# Panorama?



## DoedGrv (14. Juni 2002)

Hi!
Ich weiß, suchen suchen suchen...aber jetzt bin ich ja schon mal hier!

Kennt jemand ein Tut oder ein Plugin oder ein weiß ich nicht, mit dem man hervorragend Panoraoma in PS5-6 oder 7 erstellen kann?

Thx!


----------



## nanda (17. Juni 2002)

plugin:
Panorama Tools von Helmut Dersch (nicht einfach aber das beste)

tutorial:
link 1 
link 2 

panorama-software und technik:
http://www.panoguide.com/


----------



## Maxible (18. Juni 2002)

*Terragen*

Hat nix mit PS zu tun, ist aba das genialste Tool überhaupt für Panromen (??):
http://www.terragen.de


----------



## Mythos007 (18. Juni 2002)

@ Maxible - was hat terragen bitte mit einem Panoramabild zu tun ?


----------



## Maxible (19. Juni 2002)

Hm...
ka..? 

Aja!! *waseinfällt* 
	

	
	
		
		

		
			





Man kann Ein Bild machen und dann die Kamera nochmal um 180° drehen und nochmal ein Bild machen  
Dann fügt man das zusammen und schwupps! Hat man ein Panorama-Bild..? 
*hofftdierichtigeantwortgesagtzuhaben*


----------

=======

**Gestellte Aufgabe**
Welches Plugin nennt nanda im Forumsthread über Panoramabilder?

**Datenauszug**
=======

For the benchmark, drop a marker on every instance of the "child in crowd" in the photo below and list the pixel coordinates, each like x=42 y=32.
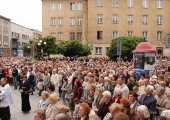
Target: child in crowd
x=43 y=103
x=76 y=115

=======

**Schriftliche Antwort**
Die Panorama Tools von Helmut Dersch.